-------- Given data

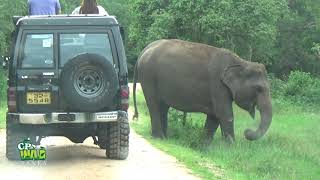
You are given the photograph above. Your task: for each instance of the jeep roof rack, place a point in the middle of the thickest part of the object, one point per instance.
(56, 20)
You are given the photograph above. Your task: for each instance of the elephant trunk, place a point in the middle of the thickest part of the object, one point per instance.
(265, 108)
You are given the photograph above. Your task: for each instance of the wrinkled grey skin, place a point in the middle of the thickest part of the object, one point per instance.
(194, 77)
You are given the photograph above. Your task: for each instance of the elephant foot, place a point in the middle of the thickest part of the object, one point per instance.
(229, 139)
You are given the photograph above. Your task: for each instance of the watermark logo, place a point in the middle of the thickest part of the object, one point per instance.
(29, 151)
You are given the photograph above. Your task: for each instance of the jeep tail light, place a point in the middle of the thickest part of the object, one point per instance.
(12, 99)
(124, 95)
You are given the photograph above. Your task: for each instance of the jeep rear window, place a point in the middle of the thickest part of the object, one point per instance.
(37, 51)
(72, 45)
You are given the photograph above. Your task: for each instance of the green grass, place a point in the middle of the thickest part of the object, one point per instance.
(3, 98)
(289, 150)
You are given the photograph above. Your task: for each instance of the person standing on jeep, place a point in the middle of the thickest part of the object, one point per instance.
(44, 7)
(90, 7)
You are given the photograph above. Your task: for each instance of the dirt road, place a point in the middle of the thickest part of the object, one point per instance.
(67, 160)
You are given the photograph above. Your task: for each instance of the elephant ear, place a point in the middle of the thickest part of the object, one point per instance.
(231, 78)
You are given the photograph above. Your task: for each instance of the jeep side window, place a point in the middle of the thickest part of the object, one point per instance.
(37, 51)
(72, 45)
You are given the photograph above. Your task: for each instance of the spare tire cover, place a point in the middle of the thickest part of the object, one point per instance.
(88, 82)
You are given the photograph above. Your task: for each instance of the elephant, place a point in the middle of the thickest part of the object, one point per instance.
(195, 77)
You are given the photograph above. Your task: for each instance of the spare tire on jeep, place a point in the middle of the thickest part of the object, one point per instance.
(89, 82)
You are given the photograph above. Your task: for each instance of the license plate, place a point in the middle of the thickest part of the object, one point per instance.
(38, 98)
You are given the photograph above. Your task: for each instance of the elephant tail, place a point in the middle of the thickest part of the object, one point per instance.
(135, 78)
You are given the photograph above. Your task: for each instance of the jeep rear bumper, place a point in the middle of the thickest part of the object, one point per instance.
(71, 117)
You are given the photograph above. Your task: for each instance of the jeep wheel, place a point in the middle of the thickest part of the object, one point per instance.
(89, 82)
(118, 139)
(14, 136)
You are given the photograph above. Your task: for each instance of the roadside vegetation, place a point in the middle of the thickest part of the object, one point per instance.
(282, 34)
(289, 150)
(3, 98)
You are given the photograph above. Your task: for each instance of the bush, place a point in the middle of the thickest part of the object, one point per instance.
(300, 87)
(3, 87)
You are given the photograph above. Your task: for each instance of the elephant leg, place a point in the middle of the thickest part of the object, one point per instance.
(211, 127)
(153, 105)
(164, 117)
(224, 114)
(227, 129)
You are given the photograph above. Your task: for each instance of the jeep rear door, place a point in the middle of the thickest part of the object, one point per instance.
(37, 73)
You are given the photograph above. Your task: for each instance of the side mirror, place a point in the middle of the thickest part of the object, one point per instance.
(4, 60)
(122, 32)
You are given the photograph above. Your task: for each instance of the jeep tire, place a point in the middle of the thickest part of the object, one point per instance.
(116, 139)
(89, 82)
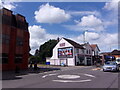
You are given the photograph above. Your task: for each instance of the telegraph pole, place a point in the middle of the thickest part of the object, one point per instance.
(84, 36)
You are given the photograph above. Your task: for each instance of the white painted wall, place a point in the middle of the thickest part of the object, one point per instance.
(57, 61)
(55, 50)
(71, 61)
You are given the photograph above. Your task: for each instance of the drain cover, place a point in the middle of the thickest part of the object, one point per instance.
(68, 76)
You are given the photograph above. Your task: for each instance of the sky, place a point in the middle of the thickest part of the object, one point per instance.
(50, 20)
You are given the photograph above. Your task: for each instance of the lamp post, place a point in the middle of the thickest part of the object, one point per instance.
(84, 38)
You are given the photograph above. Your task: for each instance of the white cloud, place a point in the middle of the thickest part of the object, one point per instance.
(50, 14)
(113, 5)
(38, 36)
(76, 13)
(89, 22)
(105, 41)
(9, 4)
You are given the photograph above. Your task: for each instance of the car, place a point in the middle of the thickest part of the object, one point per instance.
(110, 66)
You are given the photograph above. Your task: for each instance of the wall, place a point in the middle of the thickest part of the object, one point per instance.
(57, 61)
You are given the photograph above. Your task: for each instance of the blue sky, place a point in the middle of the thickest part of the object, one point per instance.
(49, 20)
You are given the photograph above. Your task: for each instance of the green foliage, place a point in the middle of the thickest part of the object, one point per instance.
(46, 49)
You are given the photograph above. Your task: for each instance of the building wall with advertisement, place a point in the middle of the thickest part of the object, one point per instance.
(63, 52)
(71, 53)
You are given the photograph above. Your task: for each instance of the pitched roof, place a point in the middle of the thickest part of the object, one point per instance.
(76, 45)
(94, 46)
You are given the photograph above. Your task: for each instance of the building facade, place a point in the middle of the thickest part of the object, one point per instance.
(70, 53)
(14, 37)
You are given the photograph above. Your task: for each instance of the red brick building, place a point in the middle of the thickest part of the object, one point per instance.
(14, 40)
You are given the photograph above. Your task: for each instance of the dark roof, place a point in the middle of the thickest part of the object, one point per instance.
(76, 45)
(115, 52)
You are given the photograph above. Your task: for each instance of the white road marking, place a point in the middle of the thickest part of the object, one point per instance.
(89, 75)
(67, 81)
(68, 76)
(49, 75)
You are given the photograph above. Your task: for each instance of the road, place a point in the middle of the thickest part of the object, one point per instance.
(70, 77)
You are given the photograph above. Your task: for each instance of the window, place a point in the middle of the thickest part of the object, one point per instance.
(5, 39)
(19, 41)
(4, 58)
(18, 58)
(77, 50)
(89, 51)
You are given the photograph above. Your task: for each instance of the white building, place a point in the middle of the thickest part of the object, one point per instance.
(88, 54)
(95, 53)
(70, 53)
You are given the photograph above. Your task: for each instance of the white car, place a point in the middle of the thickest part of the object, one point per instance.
(110, 66)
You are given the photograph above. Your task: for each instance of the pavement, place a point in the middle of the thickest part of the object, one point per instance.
(65, 77)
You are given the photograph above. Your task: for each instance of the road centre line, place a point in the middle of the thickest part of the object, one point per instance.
(67, 81)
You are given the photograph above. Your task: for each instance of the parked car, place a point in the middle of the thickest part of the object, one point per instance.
(110, 66)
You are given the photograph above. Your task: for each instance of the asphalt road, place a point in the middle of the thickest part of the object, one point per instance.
(70, 77)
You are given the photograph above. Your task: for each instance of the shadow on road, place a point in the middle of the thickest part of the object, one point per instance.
(12, 75)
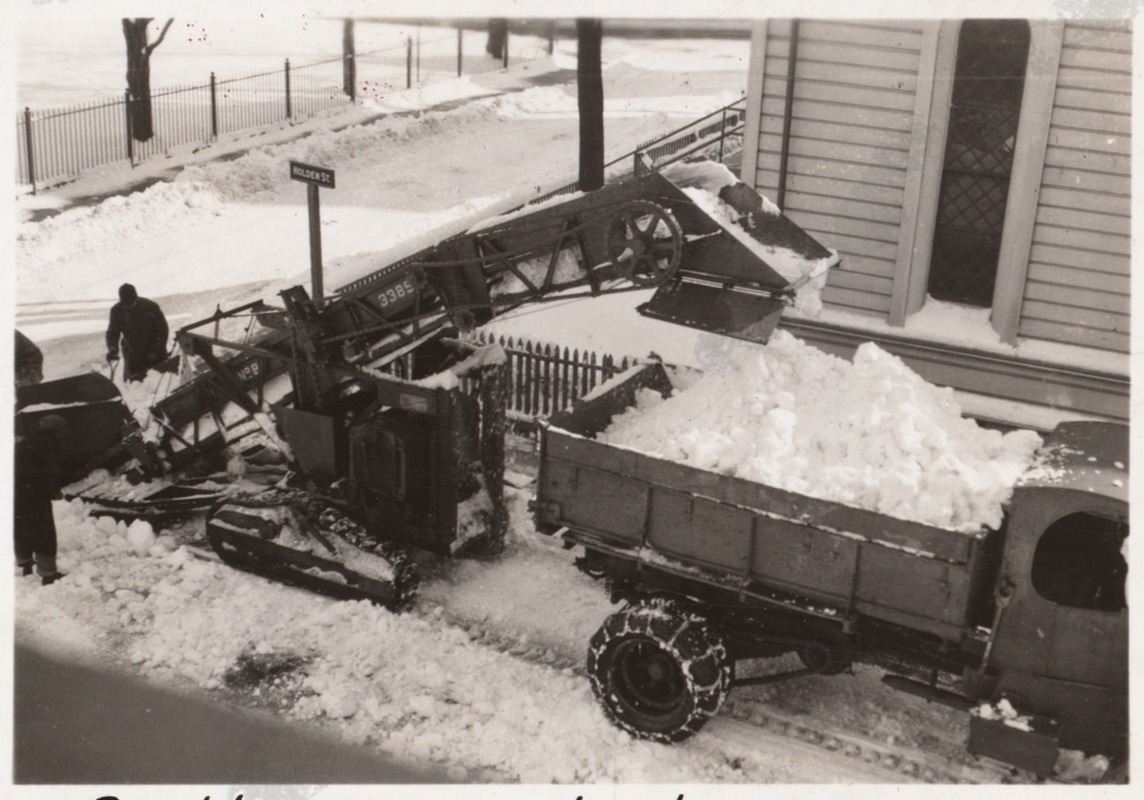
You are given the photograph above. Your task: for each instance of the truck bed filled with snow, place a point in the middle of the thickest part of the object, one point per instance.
(868, 433)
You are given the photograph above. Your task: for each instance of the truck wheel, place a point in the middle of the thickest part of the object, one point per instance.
(658, 672)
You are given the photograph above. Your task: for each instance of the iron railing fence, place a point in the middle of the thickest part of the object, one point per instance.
(61, 143)
(715, 136)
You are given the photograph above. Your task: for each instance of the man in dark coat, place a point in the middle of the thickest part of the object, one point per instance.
(140, 325)
(39, 478)
(29, 362)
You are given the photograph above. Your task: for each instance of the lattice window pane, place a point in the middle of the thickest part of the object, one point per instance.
(987, 87)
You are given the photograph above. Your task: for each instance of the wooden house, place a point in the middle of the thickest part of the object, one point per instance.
(977, 165)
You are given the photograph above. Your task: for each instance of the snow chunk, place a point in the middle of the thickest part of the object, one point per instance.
(141, 536)
(871, 433)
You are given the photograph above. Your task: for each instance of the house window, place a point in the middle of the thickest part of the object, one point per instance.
(987, 88)
(1079, 562)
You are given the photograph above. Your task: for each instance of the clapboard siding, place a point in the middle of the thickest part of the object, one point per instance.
(836, 151)
(851, 121)
(1079, 298)
(849, 300)
(1072, 139)
(841, 207)
(847, 96)
(841, 171)
(1111, 124)
(1051, 255)
(1069, 197)
(1079, 335)
(1073, 219)
(829, 187)
(1082, 278)
(1077, 290)
(857, 116)
(1099, 183)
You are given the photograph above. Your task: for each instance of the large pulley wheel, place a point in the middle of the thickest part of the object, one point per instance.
(645, 243)
(658, 672)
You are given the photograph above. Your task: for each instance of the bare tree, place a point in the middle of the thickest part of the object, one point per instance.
(349, 68)
(590, 97)
(138, 74)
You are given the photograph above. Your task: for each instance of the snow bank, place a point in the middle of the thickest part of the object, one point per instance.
(871, 434)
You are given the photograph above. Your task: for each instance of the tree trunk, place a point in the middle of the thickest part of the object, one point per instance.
(590, 96)
(349, 69)
(138, 74)
(498, 34)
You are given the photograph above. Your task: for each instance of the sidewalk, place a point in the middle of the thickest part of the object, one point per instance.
(77, 725)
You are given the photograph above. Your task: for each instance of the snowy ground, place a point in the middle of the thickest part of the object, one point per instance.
(484, 675)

----------------

§ **What to work on**: Reproduce word for word the stretch of lines above, from the one containing "of the clapboard" through the final line.

§ **Answer**:
You are given the photograph above. Your task: for each instance of the clapboard siding, place a point in the middle of the thickest part of the object, one point per instance.
(836, 151)
(851, 121)
(1079, 298)
(849, 300)
(1072, 139)
(841, 207)
(847, 96)
(841, 171)
(1111, 124)
(1051, 255)
(1069, 197)
(1079, 335)
(1073, 219)
(829, 187)
(1082, 278)
(1077, 290)
(857, 116)
(1099, 183)
You are given the photograph above. Your task: for each instance of the large pulley wheel, place a point in the middle of the thickest part of the object, one point per instance.
(645, 243)
(658, 672)
You are given the photograph above. Your task: for each instance of the bare tree, place a point in the middle of the thickest part of the object, one point per instance.
(349, 68)
(590, 97)
(138, 74)
You are given the photograph above. Your task: for each instance of the snow bank, place a point in the middle of the thickest part of the object, one point per instance.
(871, 434)
You are given the photograph above. Your task: for each instance of the tree trunk, place a point in the middle of the thickest part of the object, one point per instance.
(590, 96)
(349, 69)
(138, 74)
(498, 34)
You are given the photograph above. Your task: for each instance of the sidewalk, place a point in the middle of the thickest part of the object, one point per instance.
(77, 725)
You are given the photograph above. Your task: for each instance of the snowy ground, place a point in the middle of the thickest part of the object, one point per instance.
(484, 675)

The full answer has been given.